• **WORK TO COMPLETE**
Recast the lines as a Markdown table with the columns Row and Line, one numbered row per line and blank lines omitted. Begin at the first line of the records and stop after the line that contains "319), (261, 298)]".

-- start EXERCISE MATERIALS --

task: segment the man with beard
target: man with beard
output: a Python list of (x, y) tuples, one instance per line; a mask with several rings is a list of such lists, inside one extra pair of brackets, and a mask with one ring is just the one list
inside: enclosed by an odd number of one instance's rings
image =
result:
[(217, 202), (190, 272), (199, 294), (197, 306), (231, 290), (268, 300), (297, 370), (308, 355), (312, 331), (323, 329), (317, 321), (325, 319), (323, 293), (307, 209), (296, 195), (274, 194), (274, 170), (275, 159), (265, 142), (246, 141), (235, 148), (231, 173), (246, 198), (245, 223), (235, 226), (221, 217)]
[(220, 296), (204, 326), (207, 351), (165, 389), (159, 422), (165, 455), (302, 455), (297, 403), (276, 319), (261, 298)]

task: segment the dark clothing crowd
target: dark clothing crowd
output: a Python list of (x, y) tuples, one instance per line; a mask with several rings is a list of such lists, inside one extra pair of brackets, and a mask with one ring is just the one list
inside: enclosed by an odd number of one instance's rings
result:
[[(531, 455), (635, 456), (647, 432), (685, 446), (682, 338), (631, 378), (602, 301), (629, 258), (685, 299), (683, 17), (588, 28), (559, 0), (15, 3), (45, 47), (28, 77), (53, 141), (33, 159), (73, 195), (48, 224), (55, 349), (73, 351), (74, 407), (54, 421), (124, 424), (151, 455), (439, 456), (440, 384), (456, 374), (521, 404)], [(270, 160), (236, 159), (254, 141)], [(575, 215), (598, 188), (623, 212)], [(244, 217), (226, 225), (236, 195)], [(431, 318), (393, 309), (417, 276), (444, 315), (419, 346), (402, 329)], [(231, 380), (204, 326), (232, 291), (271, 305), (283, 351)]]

-- end EXERCISE MATERIALS --

• **IN RESPONSE**
| Row | Line |
|---|---|
| 1 | task: segment the man with beard |
| 2 | target: man with beard |
| 3 | output: a Python list of (x, y) tuples, one instance per line; a mask with several rings is a list of such lists, inside one extra pair of brackets, and a mask with one ring is just the one list |
| 4 | inside: enclosed by an odd number of one instance's rings |
| 5 | image = |
| 6 | result: |
| 7 | [(217, 202), (190, 272), (199, 294), (197, 306), (231, 290), (268, 300), (297, 370), (308, 355), (312, 331), (323, 329), (317, 321), (325, 319), (323, 293), (307, 209), (296, 195), (274, 194), (274, 170), (275, 159), (265, 142), (246, 141), (235, 148), (231, 173), (246, 198), (245, 223), (235, 226), (221, 217)] |
| 8 | [(220, 296), (204, 326), (207, 351), (165, 389), (159, 422), (165, 455), (302, 455), (297, 403), (276, 319), (261, 298)] |